### Task statement
Copy all the lines below without altering anything.
[[ Working data open ]]
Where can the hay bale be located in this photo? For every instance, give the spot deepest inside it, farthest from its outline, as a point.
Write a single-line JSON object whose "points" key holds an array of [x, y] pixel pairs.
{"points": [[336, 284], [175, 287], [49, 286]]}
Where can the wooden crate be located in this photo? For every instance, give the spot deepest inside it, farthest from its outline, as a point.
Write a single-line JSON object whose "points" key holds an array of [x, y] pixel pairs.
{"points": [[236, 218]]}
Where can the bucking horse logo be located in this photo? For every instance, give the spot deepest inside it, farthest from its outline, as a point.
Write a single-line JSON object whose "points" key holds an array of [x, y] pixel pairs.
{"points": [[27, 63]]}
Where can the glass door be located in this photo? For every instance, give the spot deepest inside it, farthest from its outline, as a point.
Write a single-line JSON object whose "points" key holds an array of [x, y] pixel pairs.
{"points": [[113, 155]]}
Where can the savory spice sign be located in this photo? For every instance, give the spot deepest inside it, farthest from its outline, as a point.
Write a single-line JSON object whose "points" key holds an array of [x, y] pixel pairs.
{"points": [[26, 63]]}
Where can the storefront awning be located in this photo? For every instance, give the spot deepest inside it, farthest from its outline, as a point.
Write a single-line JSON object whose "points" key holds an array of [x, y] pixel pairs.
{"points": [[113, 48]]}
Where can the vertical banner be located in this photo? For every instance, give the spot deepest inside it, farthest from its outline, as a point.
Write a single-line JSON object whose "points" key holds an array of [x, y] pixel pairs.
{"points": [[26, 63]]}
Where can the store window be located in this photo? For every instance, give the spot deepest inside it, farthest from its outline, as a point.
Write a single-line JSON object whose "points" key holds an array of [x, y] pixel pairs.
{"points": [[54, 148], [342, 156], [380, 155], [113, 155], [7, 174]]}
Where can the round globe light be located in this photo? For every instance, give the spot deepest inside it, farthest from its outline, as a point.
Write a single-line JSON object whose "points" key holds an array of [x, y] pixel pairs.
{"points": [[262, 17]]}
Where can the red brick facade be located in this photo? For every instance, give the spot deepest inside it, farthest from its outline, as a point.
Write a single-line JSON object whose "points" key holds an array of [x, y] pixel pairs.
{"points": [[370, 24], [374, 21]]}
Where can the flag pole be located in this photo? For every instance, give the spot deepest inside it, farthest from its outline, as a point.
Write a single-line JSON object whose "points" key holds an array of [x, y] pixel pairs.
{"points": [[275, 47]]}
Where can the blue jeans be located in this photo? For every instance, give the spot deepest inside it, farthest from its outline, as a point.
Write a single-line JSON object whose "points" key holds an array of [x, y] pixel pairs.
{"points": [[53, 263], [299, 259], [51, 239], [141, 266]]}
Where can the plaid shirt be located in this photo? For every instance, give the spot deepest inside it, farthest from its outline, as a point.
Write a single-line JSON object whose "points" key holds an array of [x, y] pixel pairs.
[[ Working data closed ]]
### Response to this task
Where can the hay bale be located in this photo? For every instance, give the spot deepest inside it, farthest from its outline, as a point.
Write a single-line JSON object whose "points" key holds an array of [x, y] pixel pairs.
{"points": [[336, 284], [175, 287], [49, 286]]}
Where can the wooden crate be located in this photo? For every instance, give the spot deepest inside it, farthest from its outline, as a point.
Write a single-line JSON object whose "points" key holds an array of [x, y] pixel pairs.
{"points": [[236, 218]]}
Where can the bucking horse logo be located in this photo? For every instance, give the spot deepest inside it, farthest from its outline, as a point.
Write a single-line JSON object whose "points" key holds an array of [x, y] pixel pairs.
{"points": [[27, 63]]}
Where can the glass door be located in this photo? For every instance, give the spot deepest inside it, farthest from its outline, as a point.
Write a single-line JSON object whose "points" key holds an array of [x, y] pixel pairs.
{"points": [[113, 155]]}
Where can the savory spice sign be located in this photo? For every instance, give the spot deepest inside it, farthest from its outline, as a point.
Write a single-line JSON object whose "points" key holds an array of [x, y] pixel pairs.
{"points": [[26, 63]]}
Where can the storefront awning be located in this photo? For every instance, give the spot deepest inside it, farthest from its outline, as a point.
Write a single-line JSON object whose "points" key holds an array of [x, y] pixel pairs.
{"points": [[113, 48]]}
Where can the vertical banner be located in this photo? For every instance, give the spot deepest inside it, farthest from its outline, as a point.
Write a single-line JSON object whose "points" key holds an array of [x, y] pixel pairs.
{"points": [[26, 63]]}
Where can the store window be located in this photo? For every instance, give the spot deepest inside it, farthest from its outline, as a point.
Write a single-line JSON object whose "points" key holds an array of [x, y] pixel pairs.
{"points": [[54, 148], [342, 156], [380, 155], [113, 155], [7, 174]]}
Where can the round globe light be located in this photo? For every instance, give the spot deepest inside it, farthest from its outline, as a point.
Write a single-line JSON object whose "points" key holds an array of [x, y] pixel pairs.
{"points": [[262, 17]]}
Where can the red brick facade be located in this photo? For every instance, give the spot deepest inside it, farthest from its outline, as a point.
Write a single-line JSON object whose "points" key holds an array of [x, y] pixel pairs.
{"points": [[370, 24], [374, 21]]}
Where can the flag pole be located in this photo? For every instance, give the spot deepest inside it, farthest from its outline, as a point.
Write a single-line JSON object whose "points" key holds an array of [x, y] pixel pairs.
{"points": [[275, 47]]}
Where can the blue jeans be located in this photo? For every instance, give the spot deepest inside it, farthest from its outline, as a point.
Write a single-line JSON object whose "points" key holds an array of [x, y] pixel pairs.
{"points": [[53, 263], [299, 259], [51, 239], [141, 266]]}
Where can the plaid shirt be located in this photo? For every instance, give the spot deepest inside it, farthest from its outline, as a point.
Write a single-line JSON object whose "points" key holds an array of [x, y] pixel pairs.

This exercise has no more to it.